**Objective:** Identify each line in the data below that contains the string "head", and copy those lines out.

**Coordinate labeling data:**
|---|
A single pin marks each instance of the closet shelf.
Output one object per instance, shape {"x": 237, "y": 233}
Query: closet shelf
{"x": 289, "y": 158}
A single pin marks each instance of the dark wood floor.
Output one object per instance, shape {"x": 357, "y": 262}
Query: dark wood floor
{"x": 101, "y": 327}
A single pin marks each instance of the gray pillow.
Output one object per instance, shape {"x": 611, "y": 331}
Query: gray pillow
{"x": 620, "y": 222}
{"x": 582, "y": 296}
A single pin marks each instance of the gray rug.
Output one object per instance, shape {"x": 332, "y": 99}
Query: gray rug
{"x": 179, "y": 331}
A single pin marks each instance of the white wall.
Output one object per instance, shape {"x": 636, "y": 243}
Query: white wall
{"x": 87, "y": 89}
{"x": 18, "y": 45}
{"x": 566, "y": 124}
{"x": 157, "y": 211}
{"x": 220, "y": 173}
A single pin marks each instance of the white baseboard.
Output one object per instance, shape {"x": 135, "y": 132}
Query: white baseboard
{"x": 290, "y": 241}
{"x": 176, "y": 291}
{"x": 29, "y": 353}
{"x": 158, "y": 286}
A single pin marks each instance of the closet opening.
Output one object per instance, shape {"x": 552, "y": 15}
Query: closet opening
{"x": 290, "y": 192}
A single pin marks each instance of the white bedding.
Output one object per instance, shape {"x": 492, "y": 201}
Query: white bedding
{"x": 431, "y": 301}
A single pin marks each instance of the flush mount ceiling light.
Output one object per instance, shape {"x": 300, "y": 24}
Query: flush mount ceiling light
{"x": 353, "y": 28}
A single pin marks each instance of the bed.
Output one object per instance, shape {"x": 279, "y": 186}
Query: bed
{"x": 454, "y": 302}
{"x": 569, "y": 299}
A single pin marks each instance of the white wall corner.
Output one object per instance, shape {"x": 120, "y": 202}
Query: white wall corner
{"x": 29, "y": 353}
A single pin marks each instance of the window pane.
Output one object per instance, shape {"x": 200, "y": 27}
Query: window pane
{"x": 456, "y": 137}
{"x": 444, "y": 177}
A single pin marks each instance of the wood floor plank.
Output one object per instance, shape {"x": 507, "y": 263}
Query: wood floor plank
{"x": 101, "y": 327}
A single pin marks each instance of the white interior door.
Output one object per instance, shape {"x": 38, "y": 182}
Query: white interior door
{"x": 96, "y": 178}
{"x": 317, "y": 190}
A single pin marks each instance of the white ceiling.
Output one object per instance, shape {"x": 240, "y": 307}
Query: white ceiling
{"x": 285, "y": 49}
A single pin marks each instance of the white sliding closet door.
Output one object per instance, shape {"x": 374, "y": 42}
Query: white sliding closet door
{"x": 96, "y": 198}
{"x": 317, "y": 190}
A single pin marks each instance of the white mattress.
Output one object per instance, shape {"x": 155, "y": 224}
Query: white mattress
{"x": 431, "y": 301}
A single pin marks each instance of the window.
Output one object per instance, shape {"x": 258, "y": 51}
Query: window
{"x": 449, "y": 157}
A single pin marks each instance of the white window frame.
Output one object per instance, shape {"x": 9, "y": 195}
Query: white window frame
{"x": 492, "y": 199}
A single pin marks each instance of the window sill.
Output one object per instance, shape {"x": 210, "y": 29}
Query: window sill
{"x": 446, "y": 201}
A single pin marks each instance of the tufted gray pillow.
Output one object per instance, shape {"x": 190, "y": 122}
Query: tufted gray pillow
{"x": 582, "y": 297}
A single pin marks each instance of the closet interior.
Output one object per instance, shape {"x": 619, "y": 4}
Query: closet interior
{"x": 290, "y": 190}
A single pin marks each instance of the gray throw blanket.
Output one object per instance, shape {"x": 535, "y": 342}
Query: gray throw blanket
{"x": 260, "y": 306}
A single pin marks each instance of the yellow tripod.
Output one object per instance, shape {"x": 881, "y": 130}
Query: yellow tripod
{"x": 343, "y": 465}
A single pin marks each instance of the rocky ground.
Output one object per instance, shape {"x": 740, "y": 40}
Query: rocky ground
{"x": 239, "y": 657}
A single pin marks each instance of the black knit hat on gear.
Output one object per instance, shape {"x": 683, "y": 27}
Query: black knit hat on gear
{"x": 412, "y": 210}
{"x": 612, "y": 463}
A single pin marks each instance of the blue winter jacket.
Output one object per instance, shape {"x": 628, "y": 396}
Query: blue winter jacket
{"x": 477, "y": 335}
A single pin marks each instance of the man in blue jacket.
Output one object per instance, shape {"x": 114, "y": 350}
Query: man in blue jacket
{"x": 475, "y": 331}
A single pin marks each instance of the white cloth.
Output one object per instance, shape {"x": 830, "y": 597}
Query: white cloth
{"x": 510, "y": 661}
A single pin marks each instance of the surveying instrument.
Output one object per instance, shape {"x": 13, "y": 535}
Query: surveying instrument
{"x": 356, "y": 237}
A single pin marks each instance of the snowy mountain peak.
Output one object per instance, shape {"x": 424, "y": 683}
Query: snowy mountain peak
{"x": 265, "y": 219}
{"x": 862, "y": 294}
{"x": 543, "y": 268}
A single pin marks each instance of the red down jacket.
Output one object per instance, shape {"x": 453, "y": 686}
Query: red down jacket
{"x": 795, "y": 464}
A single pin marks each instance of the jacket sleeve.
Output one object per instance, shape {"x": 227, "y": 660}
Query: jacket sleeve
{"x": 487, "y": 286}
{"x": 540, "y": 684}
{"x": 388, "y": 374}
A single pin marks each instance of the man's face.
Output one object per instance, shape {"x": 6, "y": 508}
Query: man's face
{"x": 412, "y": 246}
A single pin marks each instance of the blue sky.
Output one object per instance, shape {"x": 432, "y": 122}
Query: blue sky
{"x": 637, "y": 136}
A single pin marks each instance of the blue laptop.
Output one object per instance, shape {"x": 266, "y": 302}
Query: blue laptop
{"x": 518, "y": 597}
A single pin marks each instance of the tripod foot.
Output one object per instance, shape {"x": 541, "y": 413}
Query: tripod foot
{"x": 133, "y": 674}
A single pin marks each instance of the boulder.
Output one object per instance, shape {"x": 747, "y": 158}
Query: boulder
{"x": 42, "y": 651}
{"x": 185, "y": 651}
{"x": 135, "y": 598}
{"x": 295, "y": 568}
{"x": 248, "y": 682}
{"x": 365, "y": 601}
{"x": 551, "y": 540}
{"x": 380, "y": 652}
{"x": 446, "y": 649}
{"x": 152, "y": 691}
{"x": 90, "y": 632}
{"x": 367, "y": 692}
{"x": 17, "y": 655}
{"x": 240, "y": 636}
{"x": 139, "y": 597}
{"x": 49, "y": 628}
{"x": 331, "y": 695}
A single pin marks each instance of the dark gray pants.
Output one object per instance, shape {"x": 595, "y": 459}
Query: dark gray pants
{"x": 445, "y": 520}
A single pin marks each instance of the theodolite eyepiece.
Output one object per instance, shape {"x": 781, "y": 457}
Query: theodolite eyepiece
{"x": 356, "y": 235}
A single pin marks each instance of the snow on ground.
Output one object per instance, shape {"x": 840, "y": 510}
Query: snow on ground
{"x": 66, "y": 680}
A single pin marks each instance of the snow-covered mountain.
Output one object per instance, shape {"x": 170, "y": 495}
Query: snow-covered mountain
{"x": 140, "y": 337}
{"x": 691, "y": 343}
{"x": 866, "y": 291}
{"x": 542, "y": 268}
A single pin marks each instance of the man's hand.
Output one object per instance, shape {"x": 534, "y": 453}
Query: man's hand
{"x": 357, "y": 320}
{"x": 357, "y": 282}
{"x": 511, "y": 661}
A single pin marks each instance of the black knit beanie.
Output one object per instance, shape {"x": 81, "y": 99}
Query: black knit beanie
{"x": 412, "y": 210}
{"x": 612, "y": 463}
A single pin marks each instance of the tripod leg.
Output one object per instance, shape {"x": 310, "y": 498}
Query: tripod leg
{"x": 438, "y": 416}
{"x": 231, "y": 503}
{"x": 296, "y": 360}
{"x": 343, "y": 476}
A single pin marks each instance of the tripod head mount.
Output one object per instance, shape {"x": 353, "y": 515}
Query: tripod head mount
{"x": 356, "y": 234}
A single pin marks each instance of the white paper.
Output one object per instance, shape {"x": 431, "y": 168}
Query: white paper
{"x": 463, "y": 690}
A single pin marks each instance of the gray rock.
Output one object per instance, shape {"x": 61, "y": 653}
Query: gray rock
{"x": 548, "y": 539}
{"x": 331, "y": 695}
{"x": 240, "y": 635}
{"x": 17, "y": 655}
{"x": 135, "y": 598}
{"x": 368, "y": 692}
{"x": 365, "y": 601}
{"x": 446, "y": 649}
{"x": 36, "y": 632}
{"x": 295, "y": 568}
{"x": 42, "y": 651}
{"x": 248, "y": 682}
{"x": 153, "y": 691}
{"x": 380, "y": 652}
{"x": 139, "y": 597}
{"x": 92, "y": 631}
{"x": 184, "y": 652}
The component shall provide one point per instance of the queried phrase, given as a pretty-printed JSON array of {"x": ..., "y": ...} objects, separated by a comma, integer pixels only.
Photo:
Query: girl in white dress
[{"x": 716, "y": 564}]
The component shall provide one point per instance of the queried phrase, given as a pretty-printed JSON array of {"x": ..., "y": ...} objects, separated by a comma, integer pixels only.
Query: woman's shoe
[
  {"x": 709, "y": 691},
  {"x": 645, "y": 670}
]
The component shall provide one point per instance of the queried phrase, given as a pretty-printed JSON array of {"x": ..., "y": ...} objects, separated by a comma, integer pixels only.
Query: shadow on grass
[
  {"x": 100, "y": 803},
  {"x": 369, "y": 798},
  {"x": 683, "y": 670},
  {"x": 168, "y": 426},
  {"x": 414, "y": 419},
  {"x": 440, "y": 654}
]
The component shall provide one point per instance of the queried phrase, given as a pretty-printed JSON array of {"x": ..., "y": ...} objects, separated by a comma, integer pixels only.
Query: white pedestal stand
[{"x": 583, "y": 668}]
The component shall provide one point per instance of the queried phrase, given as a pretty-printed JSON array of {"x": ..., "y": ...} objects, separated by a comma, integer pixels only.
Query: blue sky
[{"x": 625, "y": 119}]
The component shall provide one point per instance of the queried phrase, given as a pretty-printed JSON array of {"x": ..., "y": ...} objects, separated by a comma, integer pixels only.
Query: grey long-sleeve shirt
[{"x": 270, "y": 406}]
|---|
**Output for this task:**
A single pin marks each instance of the tripod head mount.
Query: tripod head mount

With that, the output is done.